** start Information provided **

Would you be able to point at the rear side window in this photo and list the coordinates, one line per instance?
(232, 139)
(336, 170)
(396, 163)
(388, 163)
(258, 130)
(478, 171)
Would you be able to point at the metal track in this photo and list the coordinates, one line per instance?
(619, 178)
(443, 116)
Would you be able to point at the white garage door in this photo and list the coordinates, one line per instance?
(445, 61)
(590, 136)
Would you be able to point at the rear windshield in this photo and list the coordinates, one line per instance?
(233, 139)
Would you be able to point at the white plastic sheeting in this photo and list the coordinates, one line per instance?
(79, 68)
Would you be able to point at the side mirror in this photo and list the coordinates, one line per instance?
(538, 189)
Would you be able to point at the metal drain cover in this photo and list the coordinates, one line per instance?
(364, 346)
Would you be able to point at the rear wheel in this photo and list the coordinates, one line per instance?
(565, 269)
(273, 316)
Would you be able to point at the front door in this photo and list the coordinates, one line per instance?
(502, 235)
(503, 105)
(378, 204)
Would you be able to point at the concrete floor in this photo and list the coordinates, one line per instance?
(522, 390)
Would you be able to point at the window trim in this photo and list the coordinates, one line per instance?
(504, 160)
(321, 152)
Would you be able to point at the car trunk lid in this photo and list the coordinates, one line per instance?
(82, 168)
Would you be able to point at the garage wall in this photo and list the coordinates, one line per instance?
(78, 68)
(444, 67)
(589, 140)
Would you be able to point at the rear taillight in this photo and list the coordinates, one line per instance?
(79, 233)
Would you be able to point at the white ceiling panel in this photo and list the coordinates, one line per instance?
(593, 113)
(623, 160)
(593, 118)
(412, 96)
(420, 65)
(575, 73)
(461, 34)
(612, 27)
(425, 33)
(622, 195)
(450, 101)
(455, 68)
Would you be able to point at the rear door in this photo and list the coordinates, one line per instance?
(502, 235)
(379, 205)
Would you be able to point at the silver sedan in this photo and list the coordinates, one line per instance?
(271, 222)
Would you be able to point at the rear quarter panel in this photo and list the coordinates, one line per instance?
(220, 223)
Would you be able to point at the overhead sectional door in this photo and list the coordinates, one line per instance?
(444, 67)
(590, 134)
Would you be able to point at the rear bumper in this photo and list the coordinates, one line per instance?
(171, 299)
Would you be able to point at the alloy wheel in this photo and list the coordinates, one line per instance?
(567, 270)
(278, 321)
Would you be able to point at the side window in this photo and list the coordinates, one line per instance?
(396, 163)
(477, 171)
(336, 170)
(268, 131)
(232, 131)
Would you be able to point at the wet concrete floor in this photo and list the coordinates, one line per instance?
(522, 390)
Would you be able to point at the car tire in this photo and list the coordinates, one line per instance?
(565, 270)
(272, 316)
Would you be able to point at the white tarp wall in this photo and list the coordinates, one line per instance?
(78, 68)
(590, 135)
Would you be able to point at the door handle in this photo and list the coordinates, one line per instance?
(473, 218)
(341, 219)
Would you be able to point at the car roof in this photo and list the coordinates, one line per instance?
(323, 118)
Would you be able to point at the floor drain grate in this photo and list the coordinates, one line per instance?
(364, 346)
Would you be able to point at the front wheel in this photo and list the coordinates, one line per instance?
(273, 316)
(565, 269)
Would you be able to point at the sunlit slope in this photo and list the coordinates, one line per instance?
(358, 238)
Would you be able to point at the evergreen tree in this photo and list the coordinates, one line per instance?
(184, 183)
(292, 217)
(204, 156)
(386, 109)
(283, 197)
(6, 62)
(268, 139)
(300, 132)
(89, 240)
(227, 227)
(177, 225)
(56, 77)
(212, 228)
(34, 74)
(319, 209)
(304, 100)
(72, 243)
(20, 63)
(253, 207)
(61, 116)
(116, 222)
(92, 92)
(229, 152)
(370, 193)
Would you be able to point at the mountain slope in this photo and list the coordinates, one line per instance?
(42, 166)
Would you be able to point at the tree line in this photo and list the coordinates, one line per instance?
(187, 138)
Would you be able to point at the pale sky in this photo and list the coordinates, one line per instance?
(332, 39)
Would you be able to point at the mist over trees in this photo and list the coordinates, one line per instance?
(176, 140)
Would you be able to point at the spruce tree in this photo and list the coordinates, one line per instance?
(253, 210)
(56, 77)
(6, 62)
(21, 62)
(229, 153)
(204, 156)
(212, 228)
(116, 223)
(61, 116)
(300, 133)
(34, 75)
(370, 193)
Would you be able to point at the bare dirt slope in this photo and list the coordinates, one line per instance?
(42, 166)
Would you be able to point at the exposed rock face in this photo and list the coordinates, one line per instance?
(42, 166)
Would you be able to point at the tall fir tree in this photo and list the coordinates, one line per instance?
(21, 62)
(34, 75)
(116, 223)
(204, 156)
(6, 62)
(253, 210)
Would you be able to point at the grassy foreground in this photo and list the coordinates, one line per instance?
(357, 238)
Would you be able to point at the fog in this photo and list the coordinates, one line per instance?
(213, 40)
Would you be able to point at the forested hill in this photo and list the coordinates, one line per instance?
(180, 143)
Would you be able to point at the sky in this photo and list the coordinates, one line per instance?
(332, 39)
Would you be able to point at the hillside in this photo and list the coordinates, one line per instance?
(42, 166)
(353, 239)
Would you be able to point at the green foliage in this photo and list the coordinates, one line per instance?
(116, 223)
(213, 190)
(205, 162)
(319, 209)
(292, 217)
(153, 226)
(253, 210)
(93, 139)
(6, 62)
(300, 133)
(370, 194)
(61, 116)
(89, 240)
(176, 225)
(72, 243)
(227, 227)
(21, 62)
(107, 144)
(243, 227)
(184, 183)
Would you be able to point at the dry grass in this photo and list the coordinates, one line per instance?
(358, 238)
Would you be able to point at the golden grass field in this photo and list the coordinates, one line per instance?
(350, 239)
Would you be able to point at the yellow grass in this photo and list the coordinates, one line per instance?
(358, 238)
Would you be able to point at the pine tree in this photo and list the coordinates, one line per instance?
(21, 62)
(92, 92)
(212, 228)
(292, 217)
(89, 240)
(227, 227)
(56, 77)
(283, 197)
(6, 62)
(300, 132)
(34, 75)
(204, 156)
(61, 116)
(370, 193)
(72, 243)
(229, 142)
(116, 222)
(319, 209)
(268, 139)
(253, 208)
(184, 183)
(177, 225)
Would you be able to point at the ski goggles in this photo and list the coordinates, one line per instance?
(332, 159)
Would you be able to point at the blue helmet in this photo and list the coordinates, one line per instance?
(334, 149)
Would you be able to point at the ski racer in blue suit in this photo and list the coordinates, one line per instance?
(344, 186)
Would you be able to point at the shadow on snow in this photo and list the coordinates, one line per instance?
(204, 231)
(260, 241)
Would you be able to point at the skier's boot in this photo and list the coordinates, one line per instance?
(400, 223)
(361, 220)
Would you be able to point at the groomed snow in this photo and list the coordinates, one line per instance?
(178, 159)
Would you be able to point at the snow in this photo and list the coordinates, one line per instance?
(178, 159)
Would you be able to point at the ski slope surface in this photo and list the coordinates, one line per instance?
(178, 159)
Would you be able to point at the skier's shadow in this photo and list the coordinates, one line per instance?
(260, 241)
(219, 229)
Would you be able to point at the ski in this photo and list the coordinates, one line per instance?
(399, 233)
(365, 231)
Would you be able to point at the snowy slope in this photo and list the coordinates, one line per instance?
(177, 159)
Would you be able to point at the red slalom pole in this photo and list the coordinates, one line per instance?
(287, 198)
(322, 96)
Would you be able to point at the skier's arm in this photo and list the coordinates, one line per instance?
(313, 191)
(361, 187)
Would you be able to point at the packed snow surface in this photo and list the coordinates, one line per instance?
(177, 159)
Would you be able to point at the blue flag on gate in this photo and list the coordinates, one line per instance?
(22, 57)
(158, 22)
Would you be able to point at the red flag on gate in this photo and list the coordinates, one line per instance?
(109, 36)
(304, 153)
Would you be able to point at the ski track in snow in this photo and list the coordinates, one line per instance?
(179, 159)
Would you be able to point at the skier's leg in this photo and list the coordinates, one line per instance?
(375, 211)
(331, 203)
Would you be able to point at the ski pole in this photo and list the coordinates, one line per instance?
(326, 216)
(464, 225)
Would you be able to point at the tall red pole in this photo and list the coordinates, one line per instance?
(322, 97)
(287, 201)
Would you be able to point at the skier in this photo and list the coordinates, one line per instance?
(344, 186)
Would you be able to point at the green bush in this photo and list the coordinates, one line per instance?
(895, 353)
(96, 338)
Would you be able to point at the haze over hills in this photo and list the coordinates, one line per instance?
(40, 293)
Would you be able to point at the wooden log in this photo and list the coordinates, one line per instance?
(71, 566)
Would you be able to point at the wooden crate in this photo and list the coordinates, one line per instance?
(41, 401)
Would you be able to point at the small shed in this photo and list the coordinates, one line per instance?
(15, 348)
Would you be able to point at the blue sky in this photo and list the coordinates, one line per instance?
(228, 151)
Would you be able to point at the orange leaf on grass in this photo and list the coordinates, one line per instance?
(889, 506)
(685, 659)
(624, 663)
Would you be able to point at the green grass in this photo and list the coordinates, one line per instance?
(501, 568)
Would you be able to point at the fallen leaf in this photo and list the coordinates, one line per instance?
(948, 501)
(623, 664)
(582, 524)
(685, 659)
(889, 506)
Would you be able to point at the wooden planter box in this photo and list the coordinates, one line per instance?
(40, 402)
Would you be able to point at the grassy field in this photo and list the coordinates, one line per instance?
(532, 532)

** end Information provided **

◆ **Your task**: Copy out exactly the lines running from the line with "Would you be able to point at the wooden crate" to the end of the records, inclusive.

◆ **Written solution**:
Would you be able to point at the wooden crate in this photo and list the coordinates, one line per instance?
(41, 401)
Would you be able to point at the small shed in this photo and list the coordinates, one line per instance?
(15, 348)
Would you be able to point at the blue sky in this photo and list the coordinates, one line per instance?
(228, 151)
Would you be able to point at the orange leaf on grass in this photo and list the coordinates, one line per instance?
(889, 506)
(685, 659)
(624, 663)
Would you be able to point at the green grass in this photo and list the coordinates, one line per instance?
(501, 568)
Would you be able to point at the fallen leaf in this photo and list the coordinates, one line per instance?
(948, 501)
(623, 664)
(582, 524)
(685, 659)
(889, 506)
Would you be able to point at the wooden planter box in this photo and list the coordinates, one line per instance?
(40, 402)
Would you be able to point at the grassy field in this photo and list the coordinates, one line per instance?
(532, 532)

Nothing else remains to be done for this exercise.